**Given request**
Copy each of the lines below verbatim, omitting the pictures from your answer.

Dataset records
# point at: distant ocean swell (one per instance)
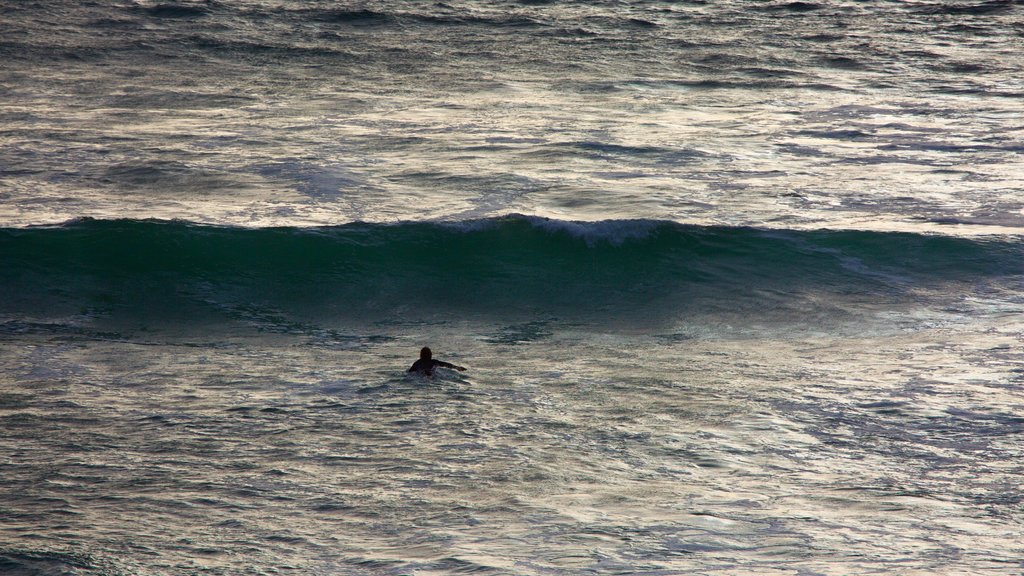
(512, 268)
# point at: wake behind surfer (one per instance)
(425, 366)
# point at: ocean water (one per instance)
(739, 286)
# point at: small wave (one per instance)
(515, 270)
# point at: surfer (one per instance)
(425, 366)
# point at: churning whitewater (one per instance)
(738, 286)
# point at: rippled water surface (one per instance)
(739, 287)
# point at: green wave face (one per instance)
(516, 268)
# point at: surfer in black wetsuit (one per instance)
(425, 366)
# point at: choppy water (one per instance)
(739, 286)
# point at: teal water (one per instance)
(738, 285)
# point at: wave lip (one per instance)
(516, 269)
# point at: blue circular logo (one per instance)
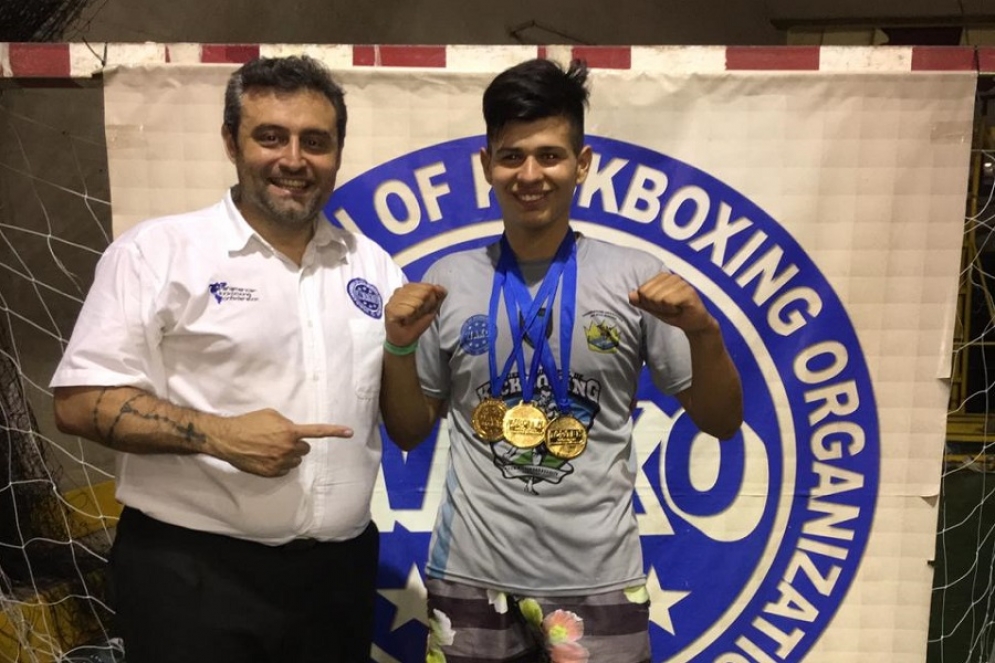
(475, 335)
(750, 544)
(366, 297)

**Written response**
# point at: distant ocean swell (one per instance)
(512, 268)
# point at: wake behind surfer (one per instance)
(425, 366)
# point at: ocean water (one per instance)
(739, 286)
# point at: small wave (one per instance)
(515, 270)
# point at: surfer (one per instance)
(425, 366)
# point at: churning whitewater (one per instance)
(738, 286)
# point at: rippled water surface (one per instance)
(739, 287)
# point at: green wave face (one per instance)
(516, 268)
# point at: surfer in black wetsuit (one per instance)
(425, 366)
# point at: choppy water (one per instance)
(739, 286)
# point at: teal water (one per instance)
(738, 285)
# point at: wave lip (one per instance)
(516, 269)
# point at: blue circular logo (one per instance)
(475, 335)
(750, 544)
(366, 297)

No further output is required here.